A run of records:
╭──
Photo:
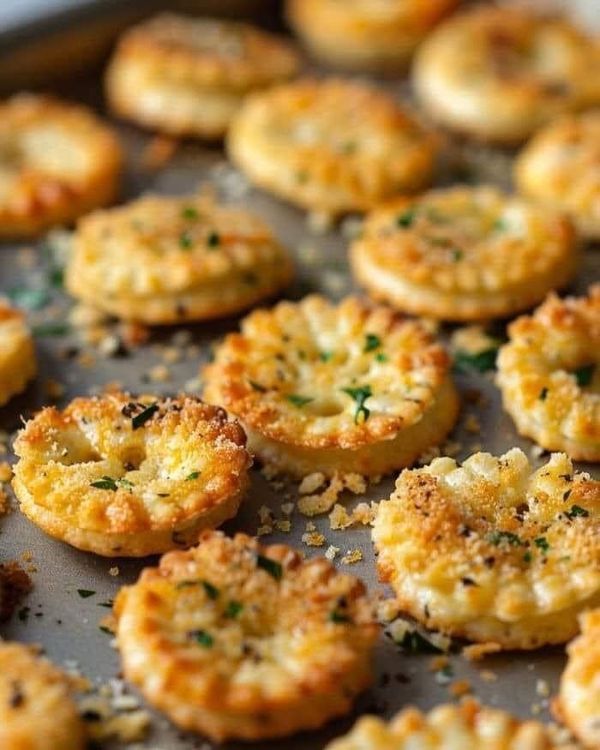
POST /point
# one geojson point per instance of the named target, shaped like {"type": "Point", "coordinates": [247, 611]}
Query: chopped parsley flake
{"type": "Point", "coordinates": [233, 609]}
{"type": "Point", "coordinates": [140, 419]}
{"type": "Point", "coordinates": [211, 591]}
{"type": "Point", "coordinates": [372, 342]}
{"type": "Point", "coordinates": [360, 395]}
{"type": "Point", "coordinates": [415, 643]}
{"type": "Point", "coordinates": [577, 511]}
{"type": "Point", "coordinates": [106, 483]}
{"type": "Point", "coordinates": [542, 543]}
{"type": "Point", "coordinates": [202, 638]}
{"type": "Point", "coordinates": [213, 239]}
{"type": "Point", "coordinates": [257, 386]}
{"type": "Point", "coordinates": [584, 375]}
{"type": "Point", "coordinates": [185, 241]}
{"type": "Point", "coordinates": [497, 537]}
{"type": "Point", "coordinates": [272, 567]}
{"type": "Point", "coordinates": [482, 361]}
{"type": "Point", "coordinates": [297, 400]}
{"type": "Point", "coordinates": [406, 219]}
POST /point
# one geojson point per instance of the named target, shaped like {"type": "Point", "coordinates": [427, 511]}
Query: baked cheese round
{"type": "Point", "coordinates": [493, 550]}
{"type": "Point", "coordinates": [238, 641]}
{"type": "Point", "coordinates": [123, 476]}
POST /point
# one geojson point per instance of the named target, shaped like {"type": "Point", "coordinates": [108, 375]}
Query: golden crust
{"type": "Point", "coordinates": [560, 167]}
{"type": "Point", "coordinates": [499, 73]}
{"type": "Point", "coordinates": [187, 76]}
{"type": "Point", "coordinates": [17, 354]}
{"type": "Point", "coordinates": [464, 253]}
{"type": "Point", "coordinates": [37, 710]}
{"type": "Point", "coordinates": [371, 35]}
{"type": "Point", "coordinates": [468, 726]}
{"type": "Point", "coordinates": [164, 260]}
{"type": "Point", "coordinates": [493, 551]}
{"type": "Point", "coordinates": [130, 477]}
{"type": "Point", "coordinates": [235, 640]}
{"type": "Point", "coordinates": [549, 375]}
{"type": "Point", "coordinates": [332, 145]}
{"type": "Point", "coordinates": [57, 161]}
{"type": "Point", "coordinates": [579, 695]}
{"type": "Point", "coordinates": [322, 387]}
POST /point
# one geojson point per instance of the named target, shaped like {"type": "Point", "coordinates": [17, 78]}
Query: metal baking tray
{"type": "Point", "coordinates": [67, 625]}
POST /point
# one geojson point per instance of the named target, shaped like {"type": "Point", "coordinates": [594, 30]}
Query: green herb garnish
{"type": "Point", "coordinates": [297, 400]}
{"type": "Point", "coordinates": [577, 511]}
{"type": "Point", "coordinates": [406, 219]}
{"type": "Point", "coordinates": [584, 375]}
{"type": "Point", "coordinates": [482, 361]}
{"type": "Point", "coordinates": [140, 419]}
{"type": "Point", "coordinates": [360, 395]}
{"type": "Point", "coordinates": [233, 609]}
{"type": "Point", "coordinates": [272, 567]}
{"type": "Point", "coordinates": [372, 342]}
{"type": "Point", "coordinates": [542, 543]}
{"type": "Point", "coordinates": [203, 638]}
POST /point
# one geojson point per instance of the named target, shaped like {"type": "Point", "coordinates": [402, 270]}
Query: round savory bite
{"type": "Point", "coordinates": [130, 477]}
{"type": "Point", "coordinates": [549, 375]}
{"type": "Point", "coordinates": [464, 253]}
{"type": "Point", "coordinates": [239, 641]}
{"type": "Point", "coordinates": [37, 709]}
{"type": "Point", "coordinates": [499, 73]}
{"type": "Point", "coordinates": [560, 167]}
{"type": "Point", "coordinates": [163, 260]}
{"type": "Point", "coordinates": [57, 161]}
{"type": "Point", "coordinates": [467, 726]}
{"type": "Point", "coordinates": [493, 550]}
{"type": "Point", "coordinates": [17, 354]}
{"type": "Point", "coordinates": [334, 388]}
{"type": "Point", "coordinates": [579, 696]}
{"type": "Point", "coordinates": [188, 76]}
{"type": "Point", "coordinates": [333, 145]}
{"type": "Point", "coordinates": [370, 35]}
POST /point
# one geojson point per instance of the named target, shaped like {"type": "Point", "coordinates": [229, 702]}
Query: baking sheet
{"type": "Point", "coordinates": [68, 625]}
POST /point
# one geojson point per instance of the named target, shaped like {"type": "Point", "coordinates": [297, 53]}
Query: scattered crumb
{"type": "Point", "coordinates": [312, 505]}
{"type": "Point", "coordinates": [477, 651]}
{"type": "Point", "coordinates": [352, 556]}
{"type": "Point", "coordinates": [363, 514]}
{"type": "Point", "coordinates": [15, 584]}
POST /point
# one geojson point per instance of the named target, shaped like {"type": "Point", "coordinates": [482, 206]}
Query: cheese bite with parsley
{"type": "Point", "coordinates": [37, 705]}
{"type": "Point", "coordinates": [549, 375]}
{"type": "Point", "coordinates": [365, 35]}
{"type": "Point", "coordinates": [187, 76]}
{"type": "Point", "coordinates": [468, 726]}
{"type": "Point", "coordinates": [239, 641]}
{"type": "Point", "coordinates": [332, 146]}
{"type": "Point", "coordinates": [164, 260]}
{"type": "Point", "coordinates": [57, 161]}
{"type": "Point", "coordinates": [560, 168]}
{"type": "Point", "coordinates": [578, 704]}
{"type": "Point", "coordinates": [464, 254]}
{"type": "Point", "coordinates": [499, 73]}
{"type": "Point", "coordinates": [130, 477]}
{"type": "Point", "coordinates": [17, 353]}
{"type": "Point", "coordinates": [334, 388]}
{"type": "Point", "coordinates": [493, 550]}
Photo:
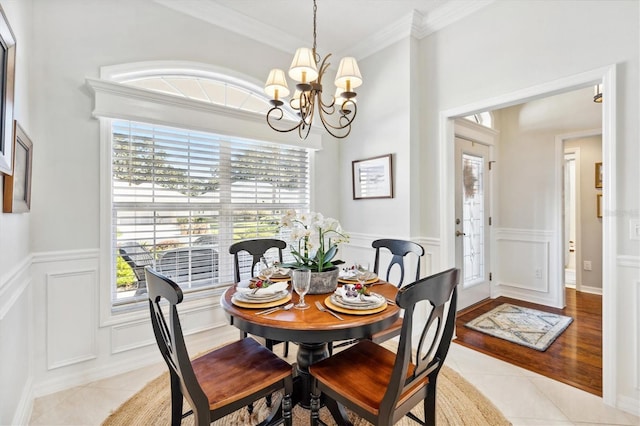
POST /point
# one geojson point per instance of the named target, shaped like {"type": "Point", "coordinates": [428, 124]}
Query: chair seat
{"type": "Point", "coordinates": [369, 366]}
{"type": "Point", "coordinates": [237, 370]}
{"type": "Point", "coordinates": [388, 333]}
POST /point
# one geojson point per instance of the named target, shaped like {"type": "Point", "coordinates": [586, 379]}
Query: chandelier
{"type": "Point", "coordinates": [336, 114]}
{"type": "Point", "coordinates": [597, 93]}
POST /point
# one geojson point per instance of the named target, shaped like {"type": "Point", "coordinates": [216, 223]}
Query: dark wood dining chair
{"type": "Point", "coordinates": [399, 249]}
{"type": "Point", "coordinates": [390, 385]}
{"type": "Point", "coordinates": [255, 248]}
{"type": "Point", "coordinates": [218, 382]}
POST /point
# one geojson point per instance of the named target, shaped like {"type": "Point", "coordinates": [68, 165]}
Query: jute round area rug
{"type": "Point", "coordinates": [458, 403]}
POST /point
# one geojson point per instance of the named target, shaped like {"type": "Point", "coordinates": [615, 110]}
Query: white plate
{"type": "Point", "coordinates": [247, 298]}
{"type": "Point", "coordinates": [356, 303]}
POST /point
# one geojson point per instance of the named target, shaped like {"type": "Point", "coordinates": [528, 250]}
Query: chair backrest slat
{"type": "Point", "coordinates": [436, 334]}
{"type": "Point", "coordinates": [256, 248]}
{"type": "Point", "coordinates": [170, 338]}
{"type": "Point", "coordinates": [399, 249]}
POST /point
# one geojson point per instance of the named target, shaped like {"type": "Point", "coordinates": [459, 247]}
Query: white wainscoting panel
{"type": "Point", "coordinates": [523, 264]}
{"type": "Point", "coordinates": [131, 335]}
{"type": "Point", "coordinates": [203, 315]}
{"type": "Point", "coordinates": [71, 326]}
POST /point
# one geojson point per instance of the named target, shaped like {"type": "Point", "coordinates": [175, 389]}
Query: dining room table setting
{"type": "Point", "coordinates": [359, 306]}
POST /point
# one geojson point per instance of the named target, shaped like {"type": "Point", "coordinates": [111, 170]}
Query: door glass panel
{"type": "Point", "coordinates": [473, 220]}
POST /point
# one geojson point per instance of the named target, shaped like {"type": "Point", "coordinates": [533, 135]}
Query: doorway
{"type": "Point", "coordinates": [472, 221]}
{"type": "Point", "coordinates": [555, 233]}
{"type": "Point", "coordinates": [571, 216]}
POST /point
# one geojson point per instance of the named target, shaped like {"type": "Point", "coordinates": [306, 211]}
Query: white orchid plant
{"type": "Point", "coordinates": [314, 240]}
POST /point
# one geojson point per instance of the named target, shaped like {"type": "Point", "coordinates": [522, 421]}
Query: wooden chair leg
{"type": "Point", "coordinates": [286, 410]}
{"type": "Point", "coordinates": [176, 401]}
{"type": "Point", "coordinates": [430, 403]}
{"type": "Point", "coordinates": [315, 408]}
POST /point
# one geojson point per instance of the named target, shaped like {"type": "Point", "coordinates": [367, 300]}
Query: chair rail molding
{"type": "Point", "coordinates": [13, 284]}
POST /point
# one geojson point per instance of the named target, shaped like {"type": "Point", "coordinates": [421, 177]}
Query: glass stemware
{"type": "Point", "coordinates": [267, 270]}
{"type": "Point", "coordinates": [301, 282]}
{"type": "Point", "coordinates": [361, 272]}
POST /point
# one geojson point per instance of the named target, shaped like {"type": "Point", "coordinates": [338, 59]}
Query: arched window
{"type": "Point", "coordinates": [192, 167]}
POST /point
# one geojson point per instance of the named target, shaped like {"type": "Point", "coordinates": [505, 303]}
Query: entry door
{"type": "Point", "coordinates": [472, 221]}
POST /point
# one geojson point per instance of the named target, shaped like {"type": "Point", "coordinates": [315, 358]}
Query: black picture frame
{"type": "Point", "coordinates": [17, 186]}
{"type": "Point", "coordinates": [372, 177]}
{"type": "Point", "coordinates": [7, 87]}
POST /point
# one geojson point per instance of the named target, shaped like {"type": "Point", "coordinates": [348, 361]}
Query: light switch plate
{"type": "Point", "coordinates": [634, 229]}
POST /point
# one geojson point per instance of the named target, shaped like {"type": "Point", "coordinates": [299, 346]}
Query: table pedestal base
{"type": "Point", "coordinates": [308, 353]}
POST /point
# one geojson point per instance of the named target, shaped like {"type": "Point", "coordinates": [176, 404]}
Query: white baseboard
{"type": "Point", "coordinates": [591, 290]}
{"type": "Point", "coordinates": [628, 404]}
{"type": "Point", "coordinates": [22, 415]}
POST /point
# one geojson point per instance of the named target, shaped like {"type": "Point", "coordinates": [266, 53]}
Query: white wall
{"type": "Point", "coordinates": [508, 47]}
{"type": "Point", "coordinates": [16, 326]}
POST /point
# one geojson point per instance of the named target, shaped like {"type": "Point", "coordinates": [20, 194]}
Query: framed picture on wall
{"type": "Point", "coordinates": [598, 175]}
{"type": "Point", "coordinates": [372, 177]}
{"type": "Point", "coordinates": [7, 79]}
{"type": "Point", "coordinates": [17, 187]}
{"type": "Point", "coordinates": [599, 205]}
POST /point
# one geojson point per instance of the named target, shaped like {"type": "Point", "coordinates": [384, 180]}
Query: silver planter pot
{"type": "Point", "coordinates": [324, 282]}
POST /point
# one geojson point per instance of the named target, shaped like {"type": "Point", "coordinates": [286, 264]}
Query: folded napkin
{"type": "Point", "coordinates": [274, 288]}
{"type": "Point", "coordinates": [351, 274]}
{"type": "Point", "coordinates": [278, 272]}
{"type": "Point", "coordinates": [360, 299]}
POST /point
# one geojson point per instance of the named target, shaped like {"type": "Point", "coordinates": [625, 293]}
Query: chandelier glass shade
{"type": "Point", "coordinates": [597, 93]}
{"type": "Point", "coordinates": [336, 112]}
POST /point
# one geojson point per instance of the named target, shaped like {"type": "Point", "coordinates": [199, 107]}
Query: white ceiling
{"type": "Point", "coordinates": [344, 27]}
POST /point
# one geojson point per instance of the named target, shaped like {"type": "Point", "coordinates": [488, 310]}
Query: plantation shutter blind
{"type": "Point", "coordinates": [186, 196]}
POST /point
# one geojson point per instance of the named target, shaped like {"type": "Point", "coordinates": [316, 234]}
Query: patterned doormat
{"type": "Point", "coordinates": [524, 326]}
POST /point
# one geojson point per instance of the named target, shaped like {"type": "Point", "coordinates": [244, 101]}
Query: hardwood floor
{"type": "Point", "coordinates": [575, 358]}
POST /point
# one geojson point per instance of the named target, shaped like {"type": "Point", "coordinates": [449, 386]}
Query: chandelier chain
{"type": "Point", "coordinates": [315, 11]}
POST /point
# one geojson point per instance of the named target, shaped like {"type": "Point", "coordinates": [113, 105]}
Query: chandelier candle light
{"type": "Point", "coordinates": [336, 115]}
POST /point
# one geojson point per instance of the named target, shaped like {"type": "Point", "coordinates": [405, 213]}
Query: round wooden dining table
{"type": "Point", "coordinates": [311, 328]}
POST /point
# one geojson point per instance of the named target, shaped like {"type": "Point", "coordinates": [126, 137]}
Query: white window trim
{"type": "Point", "coordinates": [113, 100]}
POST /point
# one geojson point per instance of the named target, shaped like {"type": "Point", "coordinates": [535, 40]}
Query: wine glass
{"type": "Point", "coordinates": [361, 271]}
{"type": "Point", "coordinates": [301, 282]}
{"type": "Point", "coordinates": [267, 270]}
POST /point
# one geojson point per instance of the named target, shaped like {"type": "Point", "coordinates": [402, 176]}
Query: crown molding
{"type": "Point", "coordinates": [413, 24]}
{"type": "Point", "coordinates": [449, 13]}
{"type": "Point", "coordinates": [401, 29]}
{"type": "Point", "coordinates": [231, 20]}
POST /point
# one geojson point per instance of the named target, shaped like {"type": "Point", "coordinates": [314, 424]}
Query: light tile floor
{"type": "Point", "coordinates": [524, 397]}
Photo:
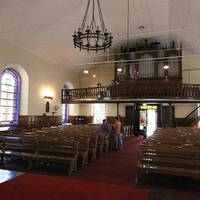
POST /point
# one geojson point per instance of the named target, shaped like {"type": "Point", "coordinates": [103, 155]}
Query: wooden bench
{"type": "Point", "coordinates": [16, 147]}
{"type": "Point", "coordinates": [54, 151]}
{"type": "Point", "coordinates": [170, 152]}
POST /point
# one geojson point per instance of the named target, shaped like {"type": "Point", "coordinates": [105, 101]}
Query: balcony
{"type": "Point", "coordinates": [133, 92]}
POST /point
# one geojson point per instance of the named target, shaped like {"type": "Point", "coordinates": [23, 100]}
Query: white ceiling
{"type": "Point", "coordinates": [45, 27]}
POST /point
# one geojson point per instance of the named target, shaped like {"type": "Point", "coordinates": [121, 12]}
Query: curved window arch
{"type": "Point", "coordinates": [10, 98]}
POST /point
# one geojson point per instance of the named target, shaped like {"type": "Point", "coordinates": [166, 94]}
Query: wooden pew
{"type": "Point", "coordinates": [54, 151]}
{"type": "Point", "coordinates": [171, 151]}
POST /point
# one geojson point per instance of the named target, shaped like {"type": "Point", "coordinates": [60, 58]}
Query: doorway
{"type": "Point", "coordinates": [148, 119]}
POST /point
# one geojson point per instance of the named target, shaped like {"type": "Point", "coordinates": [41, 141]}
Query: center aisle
{"type": "Point", "coordinates": [117, 167]}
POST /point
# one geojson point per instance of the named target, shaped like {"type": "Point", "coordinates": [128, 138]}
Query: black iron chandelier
{"type": "Point", "coordinates": [93, 37]}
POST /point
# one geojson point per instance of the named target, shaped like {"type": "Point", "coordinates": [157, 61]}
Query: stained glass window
{"type": "Point", "coordinates": [9, 99]}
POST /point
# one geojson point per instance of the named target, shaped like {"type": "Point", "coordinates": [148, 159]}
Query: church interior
{"type": "Point", "coordinates": [100, 99]}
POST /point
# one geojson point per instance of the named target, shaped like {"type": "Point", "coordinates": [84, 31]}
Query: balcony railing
{"type": "Point", "coordinates": [141, 91]}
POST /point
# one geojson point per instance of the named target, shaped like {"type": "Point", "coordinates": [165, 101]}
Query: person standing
{"type": "Point", "coordinates": [118, 134]}
{"type": "Point", "coordinates": [104, 127]}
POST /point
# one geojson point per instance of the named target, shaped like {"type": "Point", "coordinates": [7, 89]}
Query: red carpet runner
{"type": "Point", "coordinates": [42, 187]}
{"type": "Point", "coordinates": [107, 178]}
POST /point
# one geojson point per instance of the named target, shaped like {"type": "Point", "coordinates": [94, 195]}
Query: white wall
{"type": "Point", "coordinates": [42, 75]}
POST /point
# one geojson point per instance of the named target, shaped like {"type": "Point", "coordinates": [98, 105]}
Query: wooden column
{"type": "Point", "coordinates": [117, 109]}
{"type": "Point", "coordinates": [170, 115]}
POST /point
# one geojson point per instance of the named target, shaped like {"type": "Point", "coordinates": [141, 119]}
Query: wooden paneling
{"type": "Point", "coordinates": [30, 121]}
{"type": "Point", "coordinates": [87, 119]}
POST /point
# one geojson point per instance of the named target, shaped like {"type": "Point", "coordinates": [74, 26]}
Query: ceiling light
{"type": "Point", "coordinates": [119, 69]}
{"type": "Point", "coordinates": [93, 35]}
{"type": "Point", "coordinates": [166, 67]}
{"type": "Point", "coordinates": [141, 27]}
{"type": "Point", "coordinates": [85, 71]}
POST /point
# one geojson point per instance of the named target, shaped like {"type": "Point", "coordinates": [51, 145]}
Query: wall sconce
{"type": "Point", "coordinates": [47, 106]}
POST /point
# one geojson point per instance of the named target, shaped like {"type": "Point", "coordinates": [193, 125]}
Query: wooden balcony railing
{"type": "Point", "coordinates": [141, 91]}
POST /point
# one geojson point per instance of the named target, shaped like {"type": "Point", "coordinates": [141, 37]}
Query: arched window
{"type": "Point", "coordinates": [65, 109]}
{"type": "Point", "coordinates": [10, 98]}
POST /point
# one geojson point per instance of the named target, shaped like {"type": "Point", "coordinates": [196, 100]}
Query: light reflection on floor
{"type": "Point", "coordinates": [7, 175]}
╰──
## EXERCISE GOAL
Pull out every line in the data above that contains the word "table". Case matters.

## CORRECT OUTPUT
Query: dining room table setting
Query: table pedestal base
Query: round wooden dining table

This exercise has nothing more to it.